> [WRITTEN PROBLEM 1]
Which lines in the entries contain the word "fence"? Copy each such line.

> [PAGE EXCERPT]
Enron Mail

From:susan.mara@enron.com
To:d..steffes@enron.com, jeff.dasovich@enron.com, richard.shapiro@enron.com
Subject:FW: Retroactive Suspension - SDG&E's message
Cc:
Bcc:
Date:Tue, 28 Aug 2001 09:51:45 -0700 (PDT)

For 10 am PDT call
-----Original Message-----
From: Norman Plotkin [mailto:nplotkin@rcsis.com]
Sent: Tuesday, August 28, 2001 9:46 AM
To: arem@electric.com
Subject: FW: Retroactive Suspension - SDG&E's message



-----Original Message-----
From: Dan Douglass [mailto:douglass@energyattorney.com]
Sent: Wednesday, August 22, 2001 8:03 PM
To: Weller, Andrea; arem@electric.com; 'Norman Plotkin'
Subject: Re: Retroactive Suspension - SDG&E's message


It would be surprising if the Commission did what SDG&E is suggesting. From a strictly legal perspective, it is unlikely that the Commission would vote to suspend direct access retroactively. Although an argument could be put forward that the Commission has the authority to do so, such an act could be challenged on U.S. Constitutional grounds as being violative of the Contracts Clause. Moreover, from a practical perspective, retroactive suspension would be politically unpalatable and cause a good deal of protest from affected parties. However, the Commission might choose to so regardless of these factors, due to political pressure from Sacramento to ensure the saleability of the power revenue bonds.

The Commission has frequently reserved to itself the power to modify existing contracts, particularly those entered into by utilities subject to its jurisdiction. It has exercised this right often, using as justification wording contained in utility contracts that make the agreements subject to the Commission's continuing jurisdiction, including such modifications as it may direct. For example, the standard ESP Service Agreement used by all three of the state's electric utilities provides that, "This Agreement may be subject to such changes or modifications as the CPUC may from time to time direct or necessitate in the exercise of its jurisdiction, and the Parties may amend the Agreement to conform to changes directed or necessitated by the CPUC." This phraseology is typically referred to by the state's utilities as a "regulatory out" clause.

However, this sort of wording has not been required to be included in the contracts entered into by ESPs, as the Commission does not regulate these entities. ESPs that plan to offer electric services to residential and small commercial customers must fulfill certain registration requirements, as adopted by the Commission in Decisions (D.) 99-05-034 and D.98-03-072 in accordance with Public Utilities Code Section 394(b). However, ESPs who serve larger customers are not even subject to this registration requirement. Most importantly, ESP terms and conditions of service are not subject to regulation by the Commission. Therefore, the regulatory out language cited above is not customarily included in standard contracts signed between ESPs and their customers.

> [WRITTEN PROBLEM 2]
Which distinct email addresses appear in the forwarded email thread about retroactive suspension? List each one once.

> [MATERIAL SUPPLIED]
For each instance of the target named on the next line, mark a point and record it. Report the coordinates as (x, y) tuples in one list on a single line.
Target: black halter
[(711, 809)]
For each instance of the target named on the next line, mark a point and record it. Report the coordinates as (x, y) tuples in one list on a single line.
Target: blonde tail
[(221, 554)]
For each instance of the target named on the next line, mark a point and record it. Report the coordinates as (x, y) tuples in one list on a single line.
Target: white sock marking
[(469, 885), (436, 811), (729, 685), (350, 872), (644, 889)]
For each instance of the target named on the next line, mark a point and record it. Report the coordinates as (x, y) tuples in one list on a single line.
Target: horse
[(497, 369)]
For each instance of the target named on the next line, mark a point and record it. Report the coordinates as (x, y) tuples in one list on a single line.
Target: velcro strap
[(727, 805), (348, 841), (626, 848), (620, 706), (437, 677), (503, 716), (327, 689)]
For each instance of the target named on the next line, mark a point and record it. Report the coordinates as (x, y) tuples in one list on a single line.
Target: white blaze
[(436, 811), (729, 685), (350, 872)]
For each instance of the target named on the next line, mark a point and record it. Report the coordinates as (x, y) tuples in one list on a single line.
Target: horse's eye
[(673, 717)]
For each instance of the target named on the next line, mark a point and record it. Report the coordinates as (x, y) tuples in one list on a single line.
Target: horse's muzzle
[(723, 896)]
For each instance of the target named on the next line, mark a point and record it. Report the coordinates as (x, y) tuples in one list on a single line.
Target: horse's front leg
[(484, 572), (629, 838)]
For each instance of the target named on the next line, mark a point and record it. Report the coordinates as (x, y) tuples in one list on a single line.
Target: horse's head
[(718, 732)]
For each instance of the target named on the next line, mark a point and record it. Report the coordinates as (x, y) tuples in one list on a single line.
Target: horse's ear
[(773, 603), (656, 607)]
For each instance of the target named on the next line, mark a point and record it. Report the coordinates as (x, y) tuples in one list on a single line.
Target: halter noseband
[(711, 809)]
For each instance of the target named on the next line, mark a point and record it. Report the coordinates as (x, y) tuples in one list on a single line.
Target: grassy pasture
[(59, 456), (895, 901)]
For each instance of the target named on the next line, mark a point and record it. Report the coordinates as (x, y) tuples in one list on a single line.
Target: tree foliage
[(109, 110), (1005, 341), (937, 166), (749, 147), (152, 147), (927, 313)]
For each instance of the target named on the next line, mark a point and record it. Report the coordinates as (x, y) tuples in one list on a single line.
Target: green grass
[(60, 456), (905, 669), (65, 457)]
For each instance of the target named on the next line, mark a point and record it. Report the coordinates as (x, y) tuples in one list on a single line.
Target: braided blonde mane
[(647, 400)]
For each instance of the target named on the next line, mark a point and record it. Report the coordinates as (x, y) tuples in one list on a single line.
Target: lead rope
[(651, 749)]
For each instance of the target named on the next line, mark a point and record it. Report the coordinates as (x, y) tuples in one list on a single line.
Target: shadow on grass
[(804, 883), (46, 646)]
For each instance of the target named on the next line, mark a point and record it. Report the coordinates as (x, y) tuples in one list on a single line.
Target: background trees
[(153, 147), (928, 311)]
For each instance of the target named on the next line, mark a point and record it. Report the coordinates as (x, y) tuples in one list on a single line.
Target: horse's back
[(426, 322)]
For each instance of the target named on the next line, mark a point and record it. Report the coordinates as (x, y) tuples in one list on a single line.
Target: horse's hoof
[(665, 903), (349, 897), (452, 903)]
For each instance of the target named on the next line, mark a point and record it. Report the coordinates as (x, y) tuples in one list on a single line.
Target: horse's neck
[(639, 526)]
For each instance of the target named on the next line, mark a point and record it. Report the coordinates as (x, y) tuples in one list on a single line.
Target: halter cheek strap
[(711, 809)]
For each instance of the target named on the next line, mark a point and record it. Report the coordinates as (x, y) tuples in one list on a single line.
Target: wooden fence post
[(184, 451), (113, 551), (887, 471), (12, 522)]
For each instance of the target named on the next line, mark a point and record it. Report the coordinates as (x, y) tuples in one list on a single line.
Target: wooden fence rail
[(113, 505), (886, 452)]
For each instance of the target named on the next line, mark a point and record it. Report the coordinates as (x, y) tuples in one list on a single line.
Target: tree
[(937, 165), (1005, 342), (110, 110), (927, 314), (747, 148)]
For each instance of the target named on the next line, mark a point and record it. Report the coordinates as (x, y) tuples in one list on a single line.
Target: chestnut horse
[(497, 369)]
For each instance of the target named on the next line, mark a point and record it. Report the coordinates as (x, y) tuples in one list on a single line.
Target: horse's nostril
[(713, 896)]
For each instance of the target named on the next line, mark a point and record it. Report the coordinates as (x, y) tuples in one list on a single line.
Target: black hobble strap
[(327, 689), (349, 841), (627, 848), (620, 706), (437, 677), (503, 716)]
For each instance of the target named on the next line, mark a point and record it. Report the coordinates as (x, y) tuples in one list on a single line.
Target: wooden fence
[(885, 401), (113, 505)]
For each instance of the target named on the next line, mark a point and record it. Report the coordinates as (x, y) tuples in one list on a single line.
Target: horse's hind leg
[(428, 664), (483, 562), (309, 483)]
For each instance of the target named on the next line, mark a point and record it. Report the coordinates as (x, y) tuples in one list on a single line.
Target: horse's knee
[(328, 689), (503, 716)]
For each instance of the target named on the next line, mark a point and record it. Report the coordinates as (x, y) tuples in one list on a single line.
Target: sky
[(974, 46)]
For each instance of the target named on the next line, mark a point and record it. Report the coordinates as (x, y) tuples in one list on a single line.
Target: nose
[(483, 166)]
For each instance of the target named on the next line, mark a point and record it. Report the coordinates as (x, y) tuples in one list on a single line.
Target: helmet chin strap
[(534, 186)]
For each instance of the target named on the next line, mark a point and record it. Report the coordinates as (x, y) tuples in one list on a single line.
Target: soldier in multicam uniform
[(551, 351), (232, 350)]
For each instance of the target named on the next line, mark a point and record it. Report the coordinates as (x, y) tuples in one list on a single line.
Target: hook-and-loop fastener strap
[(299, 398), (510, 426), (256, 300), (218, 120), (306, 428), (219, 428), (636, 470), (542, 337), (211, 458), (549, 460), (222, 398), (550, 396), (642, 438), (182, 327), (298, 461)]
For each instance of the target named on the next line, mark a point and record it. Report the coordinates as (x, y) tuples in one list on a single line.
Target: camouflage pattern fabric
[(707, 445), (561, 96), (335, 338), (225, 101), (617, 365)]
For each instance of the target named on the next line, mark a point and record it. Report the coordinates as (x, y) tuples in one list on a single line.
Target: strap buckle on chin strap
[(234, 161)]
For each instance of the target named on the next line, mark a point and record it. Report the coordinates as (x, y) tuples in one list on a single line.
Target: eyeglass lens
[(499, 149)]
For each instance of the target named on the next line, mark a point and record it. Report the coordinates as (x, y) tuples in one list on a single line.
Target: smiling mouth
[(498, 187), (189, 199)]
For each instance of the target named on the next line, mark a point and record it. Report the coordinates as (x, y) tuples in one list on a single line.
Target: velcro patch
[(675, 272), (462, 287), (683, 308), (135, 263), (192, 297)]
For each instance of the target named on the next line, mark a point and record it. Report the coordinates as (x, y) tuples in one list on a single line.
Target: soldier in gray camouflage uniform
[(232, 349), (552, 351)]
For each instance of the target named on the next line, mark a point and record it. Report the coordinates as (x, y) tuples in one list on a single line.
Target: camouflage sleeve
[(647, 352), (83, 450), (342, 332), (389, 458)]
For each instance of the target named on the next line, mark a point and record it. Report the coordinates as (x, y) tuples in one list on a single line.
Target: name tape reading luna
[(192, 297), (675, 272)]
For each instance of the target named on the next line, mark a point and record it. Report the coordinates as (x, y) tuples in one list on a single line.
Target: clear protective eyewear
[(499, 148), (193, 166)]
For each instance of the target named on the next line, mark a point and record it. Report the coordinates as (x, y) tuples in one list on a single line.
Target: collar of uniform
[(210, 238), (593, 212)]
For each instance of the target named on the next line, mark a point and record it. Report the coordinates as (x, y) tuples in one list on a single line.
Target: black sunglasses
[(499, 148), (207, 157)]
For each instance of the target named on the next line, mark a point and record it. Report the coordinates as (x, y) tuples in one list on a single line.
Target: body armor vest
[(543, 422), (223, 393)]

> [EXERCISE ANSWER 1]
Target: wooden fence post
Target: wooden fence rail
Target: wooden fence

> [EXERCISE ANSWER 2]
susan.mara@enron.com
d..steffes@enron.com
jeff.dasovich@enron.com
richard.shapiro@enron.com
nplotkin@rcsis.com
arem@electric.com
douglass@energyattorney.com